DATA TO EXAMINE —
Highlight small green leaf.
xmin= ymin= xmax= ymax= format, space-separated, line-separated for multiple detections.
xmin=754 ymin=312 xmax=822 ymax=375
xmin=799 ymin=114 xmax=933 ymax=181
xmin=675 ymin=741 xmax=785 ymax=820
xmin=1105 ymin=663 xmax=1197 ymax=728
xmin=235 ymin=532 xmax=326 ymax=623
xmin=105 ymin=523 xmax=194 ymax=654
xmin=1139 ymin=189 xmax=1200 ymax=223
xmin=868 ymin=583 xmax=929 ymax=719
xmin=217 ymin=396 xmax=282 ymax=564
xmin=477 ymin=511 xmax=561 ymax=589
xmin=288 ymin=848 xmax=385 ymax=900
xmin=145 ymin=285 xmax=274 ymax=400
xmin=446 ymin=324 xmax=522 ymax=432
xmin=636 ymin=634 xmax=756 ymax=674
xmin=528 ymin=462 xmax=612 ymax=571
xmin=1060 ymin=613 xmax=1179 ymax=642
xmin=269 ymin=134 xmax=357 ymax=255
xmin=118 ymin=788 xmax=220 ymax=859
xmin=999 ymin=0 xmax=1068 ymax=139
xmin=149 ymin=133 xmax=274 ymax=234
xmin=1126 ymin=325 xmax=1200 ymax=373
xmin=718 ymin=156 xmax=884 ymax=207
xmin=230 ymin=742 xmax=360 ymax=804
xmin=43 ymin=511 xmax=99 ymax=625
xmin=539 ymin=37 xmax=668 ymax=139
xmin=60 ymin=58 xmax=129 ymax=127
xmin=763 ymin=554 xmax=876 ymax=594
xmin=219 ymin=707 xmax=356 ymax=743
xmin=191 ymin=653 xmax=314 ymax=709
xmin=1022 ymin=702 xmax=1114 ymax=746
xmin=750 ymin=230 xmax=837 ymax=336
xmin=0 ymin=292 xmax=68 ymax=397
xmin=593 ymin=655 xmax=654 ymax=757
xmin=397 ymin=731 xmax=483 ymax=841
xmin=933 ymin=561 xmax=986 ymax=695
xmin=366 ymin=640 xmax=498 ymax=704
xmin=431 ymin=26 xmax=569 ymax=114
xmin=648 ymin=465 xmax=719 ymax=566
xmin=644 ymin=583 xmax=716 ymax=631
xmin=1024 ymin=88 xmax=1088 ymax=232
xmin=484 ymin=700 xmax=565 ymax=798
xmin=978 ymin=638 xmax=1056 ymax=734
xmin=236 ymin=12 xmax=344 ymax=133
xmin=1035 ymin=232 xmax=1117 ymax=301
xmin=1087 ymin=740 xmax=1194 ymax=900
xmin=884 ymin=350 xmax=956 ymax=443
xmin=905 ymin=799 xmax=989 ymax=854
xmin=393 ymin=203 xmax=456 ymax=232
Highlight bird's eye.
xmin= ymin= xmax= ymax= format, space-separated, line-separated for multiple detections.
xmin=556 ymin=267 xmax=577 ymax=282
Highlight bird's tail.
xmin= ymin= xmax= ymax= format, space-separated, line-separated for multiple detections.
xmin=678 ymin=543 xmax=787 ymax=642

EXERCISE REQUIREMENTS — Reply with one number: the count of lines in the entries that include the word "Highlight".

TASK ANSWER — 3